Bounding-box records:
######

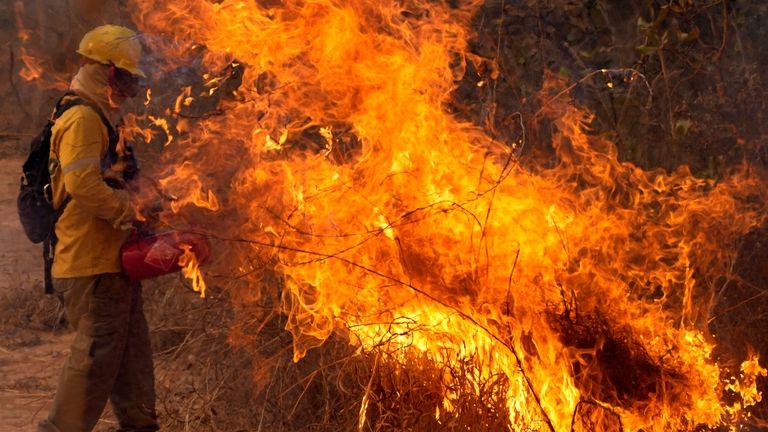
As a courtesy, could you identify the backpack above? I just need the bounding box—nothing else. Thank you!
[16,92,118,294]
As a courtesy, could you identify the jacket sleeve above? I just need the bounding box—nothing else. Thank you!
[59,108,134,228]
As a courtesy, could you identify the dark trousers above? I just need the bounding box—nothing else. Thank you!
[38,274,159,432]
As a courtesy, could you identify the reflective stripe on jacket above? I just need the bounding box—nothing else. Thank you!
[50,105,133,278]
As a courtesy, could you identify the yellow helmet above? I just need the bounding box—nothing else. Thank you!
[77,24,146,78]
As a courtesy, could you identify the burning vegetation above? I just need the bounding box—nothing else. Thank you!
[9,0,768,432]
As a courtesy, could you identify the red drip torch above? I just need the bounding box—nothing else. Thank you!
[122,231,210,281]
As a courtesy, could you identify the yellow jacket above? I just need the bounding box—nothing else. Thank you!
[49,98,133,278]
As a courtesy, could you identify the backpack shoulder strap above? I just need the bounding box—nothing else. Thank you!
[51,90,120,163]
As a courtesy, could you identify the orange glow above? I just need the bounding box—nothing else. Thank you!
[14,1,69,91]
[179,244,207,298]
[130,0,766,431]
[19,47,43,81]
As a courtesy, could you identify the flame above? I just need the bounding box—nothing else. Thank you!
[14,1,69,91]
[179,244,207,298]
[130,0,766,431]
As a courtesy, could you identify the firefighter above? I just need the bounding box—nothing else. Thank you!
[38,25,158,432]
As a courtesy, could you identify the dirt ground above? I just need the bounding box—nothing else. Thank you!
[0,158,63,432]
[0,157,123,432]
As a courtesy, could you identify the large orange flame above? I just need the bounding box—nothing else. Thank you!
[126,0,765,431]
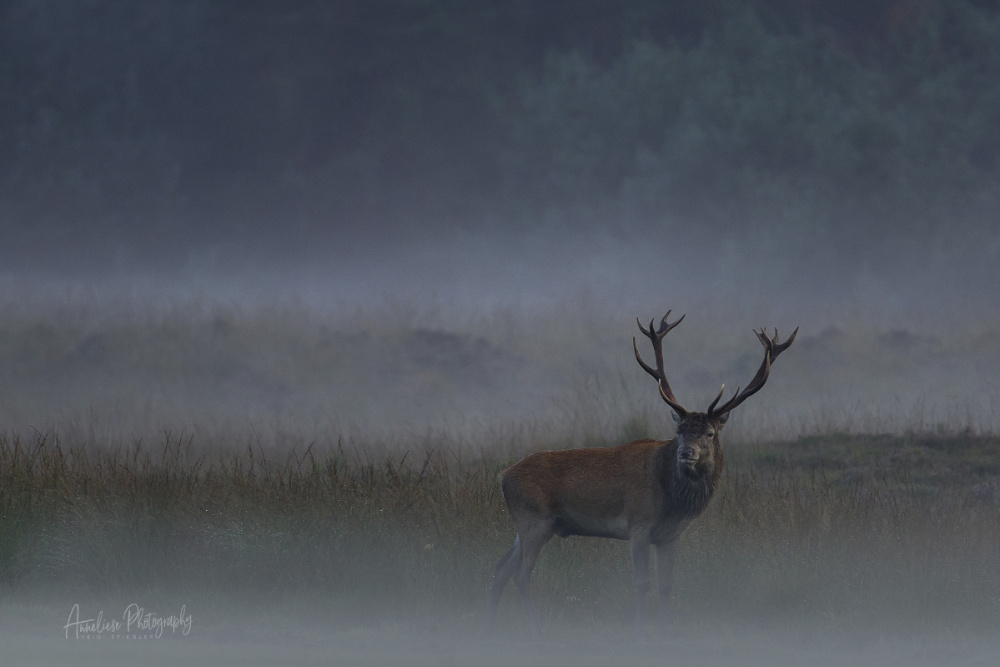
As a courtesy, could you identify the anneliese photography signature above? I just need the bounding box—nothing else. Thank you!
[63,602,193,639]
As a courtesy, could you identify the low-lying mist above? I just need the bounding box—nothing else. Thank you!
[0,220,1000,444]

######

Take the records above and transcribe them exactly, dropping every picture.

RESPONSE:
As a courtesy, could you identify the backpack above? I just need the bounding box—nothing else. Thank you!
[16,92,118,294]
As a courtesy, could you identify the jacket sleeve above? I just need the bounding box—nothing else. Thank you!
[59,108,134,228]
As a courtesy, could you identify the dark trousers above? I just need the bounding box—nothing else. Thank you!
[38,274,159,432]
As a courtesy, could you identify the reflective stripe on jacket above? I just need the bounding box—nothing else. Thank you!
[50,105,133,278]
As a courtesy, could you identify the yellow helmet above? I just need the bounding box—nothing else. Thank you!
[77,24,146,78]
As a courtesy, could you identify the burning vegetation above? I just need the bounding box—nothing else. Thank you!
[9,0,768,432]
As a courtesy, could you identify the red drip torch above? I just need the bounding box—nothing else. Thank you!
[122,231,210,281]
As a courtesy, could you identify the yellow jacket above? I just need the bounding box—nothing else. Thank you!
[49,98,133,278]
As a courtesy, could you identify the backpack shoulder strap above? I just need the bounding box—nothing else. Thank you!
[51,90,120,163]
As a courtesy, could you identify the orange glow above? I just need the bounding box—nothing else. Thank you!
[14,1,69,91]
[179,244,207,298]
[130,0,766,431]
[19,47,43,81]
As a courtesy, could you identify the flame above? I just need the bounding box—nothing else. Thank you!
[14,1,69,91]
[179,244,207,298]
[130,0,766,431]
As a courtesy, could you identify the firefighter above? I just need the bounding box—nothing else. Thank you!
[38,25,158,432]
As a courtesy, could you identify the dirt ground above? I just need the bounding box—nothing else. Thank you!
[0,158,63,432]
[0,157,123,432]
As a courtesy, could you identify the large orange flame above? I just need the bounding box—nothing else. Thank you!
[126,0,765,431]
As a courtesy, could you identify the anneliese photography signature above? I just need the bounding box—nothing else. Thank you!
[63,602,193,639]
As a courtesy, could you identify the low-lying mist above? I just need the bounding box—nothing else. Thank you!
[0,220,1000,444]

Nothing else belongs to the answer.